## [TASK]
Please reproduce, without any changes, the part of the records below that opens with the line containing "Indicate the green" and closes with the line containing "x=386, y=273", with both of those lines included, and output nothing else.

BEGIN DATA SUPPLIED

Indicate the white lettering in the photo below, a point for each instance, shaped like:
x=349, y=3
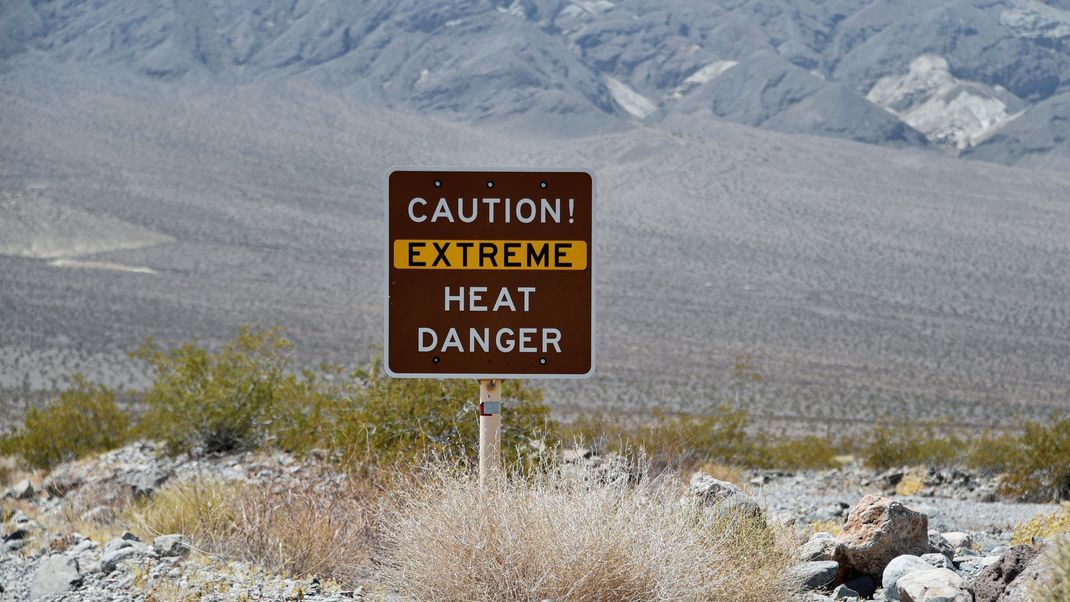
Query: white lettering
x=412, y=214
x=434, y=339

END DATA SUPPLIED
BEGIN DATA SUPPLIED

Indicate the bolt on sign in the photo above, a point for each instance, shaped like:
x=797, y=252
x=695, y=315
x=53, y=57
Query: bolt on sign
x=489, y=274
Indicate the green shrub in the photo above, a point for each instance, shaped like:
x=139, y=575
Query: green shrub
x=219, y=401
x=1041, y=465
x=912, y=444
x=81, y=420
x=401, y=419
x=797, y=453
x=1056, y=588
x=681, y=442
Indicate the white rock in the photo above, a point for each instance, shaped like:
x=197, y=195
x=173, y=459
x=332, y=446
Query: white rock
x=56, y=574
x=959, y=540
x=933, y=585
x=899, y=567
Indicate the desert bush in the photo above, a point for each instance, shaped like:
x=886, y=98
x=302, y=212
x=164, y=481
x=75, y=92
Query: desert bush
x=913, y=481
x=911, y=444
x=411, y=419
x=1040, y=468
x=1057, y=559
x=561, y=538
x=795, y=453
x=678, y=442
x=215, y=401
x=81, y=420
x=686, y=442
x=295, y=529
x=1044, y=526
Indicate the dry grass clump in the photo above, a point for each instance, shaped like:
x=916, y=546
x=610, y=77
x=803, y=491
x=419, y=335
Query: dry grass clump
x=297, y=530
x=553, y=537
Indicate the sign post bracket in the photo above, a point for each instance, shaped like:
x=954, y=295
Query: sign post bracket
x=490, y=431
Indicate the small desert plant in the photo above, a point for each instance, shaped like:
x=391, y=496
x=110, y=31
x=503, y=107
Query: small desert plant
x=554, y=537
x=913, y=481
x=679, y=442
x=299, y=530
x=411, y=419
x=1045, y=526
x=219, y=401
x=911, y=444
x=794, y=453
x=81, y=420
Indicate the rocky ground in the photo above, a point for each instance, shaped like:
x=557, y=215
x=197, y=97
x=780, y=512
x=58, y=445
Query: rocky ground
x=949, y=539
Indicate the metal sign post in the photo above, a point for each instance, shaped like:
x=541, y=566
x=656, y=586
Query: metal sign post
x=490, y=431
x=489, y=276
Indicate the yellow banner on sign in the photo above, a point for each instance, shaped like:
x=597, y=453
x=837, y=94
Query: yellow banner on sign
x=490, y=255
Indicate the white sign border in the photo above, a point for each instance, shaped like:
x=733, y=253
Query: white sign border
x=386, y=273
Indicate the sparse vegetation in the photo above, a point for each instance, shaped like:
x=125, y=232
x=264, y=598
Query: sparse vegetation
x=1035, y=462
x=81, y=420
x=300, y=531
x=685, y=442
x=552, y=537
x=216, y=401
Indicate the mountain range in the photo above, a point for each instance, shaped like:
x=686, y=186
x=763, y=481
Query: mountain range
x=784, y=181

END DATA SUPPLIED

## [FINAL ANSWER]
Indicate the green shrub in the photo above, a point for each instance, shaped like:
x=139, y=575
Query: green shrub
x=219, y=401
x=1041, y=465
x=912, y=444
x=81, y=420
x=401, y=419
x=797, y=453
x=1056, y=588
x=681, y=442
Indicate the white rock in the photo above, a point for each instance, shaped like:
x=197, y=195
x=173, y=459
x=332, y=446
Query: white rock
x=56, y=574
x=959, y=540
x=933, y=585
x=899, y=567
Indicate the desert bush in the photo above, a point for each instance, shaped like:
x=886, y=98
x=302, y=212
x=164, y=481
x=75, y=92
Query: desert bush
x=913, y=481
x=911, y=444
x=411, y=419
x=1040, y=468
x=1057, y=559
x=561, y=538
x=795, y=453
x=678, y=442
x=215, y=401
x=81, y=420
x=686, y=442
x=295, y=529
x=1044, y=526
Indicate the dry grass clump in the photo above, a point for each instance, shaped like:
x=916, y=546
x=610, y=77
x=803, y=491
x=419, y=335
Query: dry grass clump
x=297, y=530
x=553, y=537
Indicate the sign post bracket in the photo above, a point for each instance, shaped like:
x=954, y=295
Query: sign post bracket
x=490, y=431
Indicate the small desert plant in the photo above, a point for each instance, shaped like:
x=391, y=496
x=110, y=31
x=503, y=107
Query: small desert plant
x=554, y=537
x=913, y=481
x=679, y=442
x=299, y=530
x=411, y=419
x=1045, y=526
x=219, y=401
x=911, y=444
x=794, y=453
x=81, y=420
Indicate the rocky ground in the photo above, a point for each instance, shaped like:
x=557, y=215
x=197, y=97
x=780, y=512
x=58, y=445
Query: rocky ground
x=949, y=539
Indicate the metal sign post in the photo above, a point for each instance, shaped like:
x=541, y=566
x=656, y=586
Query: metal sign post
x=490, y=431
x=489, y=276
Indicate the yellow banner on sign in the photo above, a point for each instance, shaped like:
x=597, y=453
x=837, y=94
Query: yellow banner on sign
x=490, y=255
Indicate the white sign border in the photo above, a point for each instance, shaped like:
x=733, y=253
Query: white sign border
x=386, y=273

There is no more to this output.